**THE PROBLEM**
Find the lines of the listing that contain the string "child", and return them.

**DATA FOR THIS EXERCISE**
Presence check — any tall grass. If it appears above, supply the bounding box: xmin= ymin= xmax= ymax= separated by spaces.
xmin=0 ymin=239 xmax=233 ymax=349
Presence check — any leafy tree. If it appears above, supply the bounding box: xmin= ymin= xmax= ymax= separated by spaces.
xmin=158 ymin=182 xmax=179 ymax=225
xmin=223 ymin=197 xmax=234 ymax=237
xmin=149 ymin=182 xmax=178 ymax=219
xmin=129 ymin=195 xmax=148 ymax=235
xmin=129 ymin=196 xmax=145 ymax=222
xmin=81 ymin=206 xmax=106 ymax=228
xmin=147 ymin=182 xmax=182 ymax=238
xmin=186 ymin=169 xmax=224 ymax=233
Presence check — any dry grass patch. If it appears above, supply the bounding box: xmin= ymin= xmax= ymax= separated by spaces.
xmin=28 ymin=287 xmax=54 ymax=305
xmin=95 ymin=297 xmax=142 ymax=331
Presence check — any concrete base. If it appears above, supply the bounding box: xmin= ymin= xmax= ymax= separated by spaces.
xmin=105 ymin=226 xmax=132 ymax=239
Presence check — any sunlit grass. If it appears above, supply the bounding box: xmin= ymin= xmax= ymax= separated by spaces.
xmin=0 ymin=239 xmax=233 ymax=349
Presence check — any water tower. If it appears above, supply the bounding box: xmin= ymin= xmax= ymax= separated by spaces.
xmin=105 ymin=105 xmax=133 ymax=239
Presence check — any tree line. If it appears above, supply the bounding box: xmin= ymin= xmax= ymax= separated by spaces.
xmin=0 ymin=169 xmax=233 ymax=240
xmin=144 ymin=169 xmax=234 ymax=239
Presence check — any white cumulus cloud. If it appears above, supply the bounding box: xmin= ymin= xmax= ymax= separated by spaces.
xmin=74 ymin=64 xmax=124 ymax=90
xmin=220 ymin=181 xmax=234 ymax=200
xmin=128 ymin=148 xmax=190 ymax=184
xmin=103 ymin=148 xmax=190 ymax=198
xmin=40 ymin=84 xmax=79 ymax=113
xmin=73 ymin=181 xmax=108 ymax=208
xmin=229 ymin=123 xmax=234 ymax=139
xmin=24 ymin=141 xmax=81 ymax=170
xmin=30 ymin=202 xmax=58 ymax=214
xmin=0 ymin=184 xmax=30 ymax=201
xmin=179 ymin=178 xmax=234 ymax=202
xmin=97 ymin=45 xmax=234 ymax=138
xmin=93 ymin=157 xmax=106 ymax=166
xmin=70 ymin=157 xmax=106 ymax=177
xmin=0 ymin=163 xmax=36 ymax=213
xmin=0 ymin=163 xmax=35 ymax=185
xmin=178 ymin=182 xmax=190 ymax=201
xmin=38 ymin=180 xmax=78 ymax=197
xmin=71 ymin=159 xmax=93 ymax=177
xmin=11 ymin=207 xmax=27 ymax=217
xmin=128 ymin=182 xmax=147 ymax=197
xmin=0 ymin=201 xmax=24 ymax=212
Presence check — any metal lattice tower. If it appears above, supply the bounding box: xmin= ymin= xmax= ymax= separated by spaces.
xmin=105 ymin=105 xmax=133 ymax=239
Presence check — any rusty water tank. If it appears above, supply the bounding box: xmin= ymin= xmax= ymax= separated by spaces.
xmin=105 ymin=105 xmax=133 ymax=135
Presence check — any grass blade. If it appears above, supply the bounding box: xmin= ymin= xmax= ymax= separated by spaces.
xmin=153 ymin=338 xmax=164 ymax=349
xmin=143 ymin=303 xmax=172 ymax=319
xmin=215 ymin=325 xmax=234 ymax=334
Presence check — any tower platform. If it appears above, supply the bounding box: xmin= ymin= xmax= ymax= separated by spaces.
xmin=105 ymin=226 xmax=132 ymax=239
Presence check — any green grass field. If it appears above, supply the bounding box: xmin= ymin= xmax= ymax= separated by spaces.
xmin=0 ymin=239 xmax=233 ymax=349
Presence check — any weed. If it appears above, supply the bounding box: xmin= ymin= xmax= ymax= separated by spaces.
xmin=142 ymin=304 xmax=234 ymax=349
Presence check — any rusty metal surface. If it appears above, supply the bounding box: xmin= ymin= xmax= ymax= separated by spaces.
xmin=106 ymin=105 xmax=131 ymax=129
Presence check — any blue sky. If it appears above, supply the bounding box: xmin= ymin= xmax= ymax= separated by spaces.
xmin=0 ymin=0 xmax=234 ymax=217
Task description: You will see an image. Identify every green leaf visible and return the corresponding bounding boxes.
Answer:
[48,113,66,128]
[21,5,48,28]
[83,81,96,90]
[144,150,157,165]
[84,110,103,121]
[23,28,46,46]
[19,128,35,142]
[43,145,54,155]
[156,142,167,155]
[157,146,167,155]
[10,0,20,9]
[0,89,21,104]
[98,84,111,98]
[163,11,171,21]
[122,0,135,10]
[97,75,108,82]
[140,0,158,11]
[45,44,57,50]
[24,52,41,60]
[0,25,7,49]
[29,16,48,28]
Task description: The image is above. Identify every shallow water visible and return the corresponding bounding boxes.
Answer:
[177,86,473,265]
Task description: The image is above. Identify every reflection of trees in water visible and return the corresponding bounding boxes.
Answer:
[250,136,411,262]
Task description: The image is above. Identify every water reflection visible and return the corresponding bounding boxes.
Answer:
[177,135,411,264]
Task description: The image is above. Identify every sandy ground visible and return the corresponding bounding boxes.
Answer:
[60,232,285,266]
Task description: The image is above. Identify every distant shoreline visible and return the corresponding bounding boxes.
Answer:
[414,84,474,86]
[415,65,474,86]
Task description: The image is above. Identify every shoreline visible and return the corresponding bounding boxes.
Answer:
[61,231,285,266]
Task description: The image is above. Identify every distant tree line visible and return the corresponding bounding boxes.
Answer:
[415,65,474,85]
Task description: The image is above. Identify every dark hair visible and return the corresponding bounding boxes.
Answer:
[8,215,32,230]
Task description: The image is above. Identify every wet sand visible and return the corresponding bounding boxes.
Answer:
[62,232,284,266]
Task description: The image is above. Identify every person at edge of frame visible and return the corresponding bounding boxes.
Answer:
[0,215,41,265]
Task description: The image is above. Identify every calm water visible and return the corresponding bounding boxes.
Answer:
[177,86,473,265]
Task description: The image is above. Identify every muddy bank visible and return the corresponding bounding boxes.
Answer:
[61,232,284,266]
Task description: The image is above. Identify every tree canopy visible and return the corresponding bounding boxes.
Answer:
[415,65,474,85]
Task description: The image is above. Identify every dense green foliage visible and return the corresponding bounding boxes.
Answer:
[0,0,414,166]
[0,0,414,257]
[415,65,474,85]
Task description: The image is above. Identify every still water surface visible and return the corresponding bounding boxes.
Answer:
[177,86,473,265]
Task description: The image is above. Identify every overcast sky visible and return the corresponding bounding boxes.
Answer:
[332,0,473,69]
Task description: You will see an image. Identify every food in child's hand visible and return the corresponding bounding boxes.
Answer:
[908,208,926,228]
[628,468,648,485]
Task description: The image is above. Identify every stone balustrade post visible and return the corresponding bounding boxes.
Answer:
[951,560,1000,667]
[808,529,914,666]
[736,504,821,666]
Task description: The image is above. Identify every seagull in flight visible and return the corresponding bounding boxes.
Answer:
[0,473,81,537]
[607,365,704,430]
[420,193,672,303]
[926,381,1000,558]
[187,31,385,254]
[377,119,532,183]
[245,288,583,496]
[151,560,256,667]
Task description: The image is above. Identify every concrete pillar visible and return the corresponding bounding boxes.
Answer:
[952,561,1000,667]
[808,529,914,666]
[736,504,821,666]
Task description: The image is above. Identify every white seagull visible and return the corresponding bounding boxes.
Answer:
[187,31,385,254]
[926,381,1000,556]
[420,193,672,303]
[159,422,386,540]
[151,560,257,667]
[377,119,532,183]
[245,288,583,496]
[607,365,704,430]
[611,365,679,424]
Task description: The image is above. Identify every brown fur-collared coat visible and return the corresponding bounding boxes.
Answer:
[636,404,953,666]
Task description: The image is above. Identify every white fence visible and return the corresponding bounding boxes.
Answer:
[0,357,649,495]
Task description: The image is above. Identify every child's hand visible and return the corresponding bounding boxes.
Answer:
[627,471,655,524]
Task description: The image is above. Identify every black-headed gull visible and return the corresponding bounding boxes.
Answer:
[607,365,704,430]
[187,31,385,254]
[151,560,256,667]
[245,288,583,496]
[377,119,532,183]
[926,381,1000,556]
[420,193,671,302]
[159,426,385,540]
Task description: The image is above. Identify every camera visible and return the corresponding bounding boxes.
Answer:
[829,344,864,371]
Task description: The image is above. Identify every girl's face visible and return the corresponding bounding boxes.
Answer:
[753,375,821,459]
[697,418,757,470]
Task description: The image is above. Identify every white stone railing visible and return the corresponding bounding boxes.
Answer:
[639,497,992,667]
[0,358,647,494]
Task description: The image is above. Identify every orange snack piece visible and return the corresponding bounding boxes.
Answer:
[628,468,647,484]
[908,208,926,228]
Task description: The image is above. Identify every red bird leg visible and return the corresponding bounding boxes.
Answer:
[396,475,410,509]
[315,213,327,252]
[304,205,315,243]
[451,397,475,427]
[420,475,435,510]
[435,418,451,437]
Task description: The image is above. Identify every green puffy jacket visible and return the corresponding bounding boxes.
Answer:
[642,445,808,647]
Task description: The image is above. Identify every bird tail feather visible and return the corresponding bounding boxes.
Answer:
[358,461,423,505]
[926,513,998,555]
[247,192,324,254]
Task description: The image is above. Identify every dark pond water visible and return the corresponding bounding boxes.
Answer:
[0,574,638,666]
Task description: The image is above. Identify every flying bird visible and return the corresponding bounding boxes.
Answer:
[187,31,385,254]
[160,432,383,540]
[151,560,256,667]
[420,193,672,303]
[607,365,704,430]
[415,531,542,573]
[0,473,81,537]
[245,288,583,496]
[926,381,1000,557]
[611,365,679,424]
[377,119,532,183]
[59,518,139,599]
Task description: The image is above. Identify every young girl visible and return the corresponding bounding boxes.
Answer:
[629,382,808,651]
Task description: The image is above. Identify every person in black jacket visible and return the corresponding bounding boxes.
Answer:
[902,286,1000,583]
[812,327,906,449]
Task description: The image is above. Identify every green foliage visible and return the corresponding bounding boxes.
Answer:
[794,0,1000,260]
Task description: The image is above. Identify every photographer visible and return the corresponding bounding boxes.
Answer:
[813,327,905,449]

**SOLUTION TO THIS TASK**
Task description: You will see an image. Identify every food in child's hand visible and return the corresponding bounding boxes.
Task description: The image is above. Identify every child's hand visible and return the corresponding bounding boxes.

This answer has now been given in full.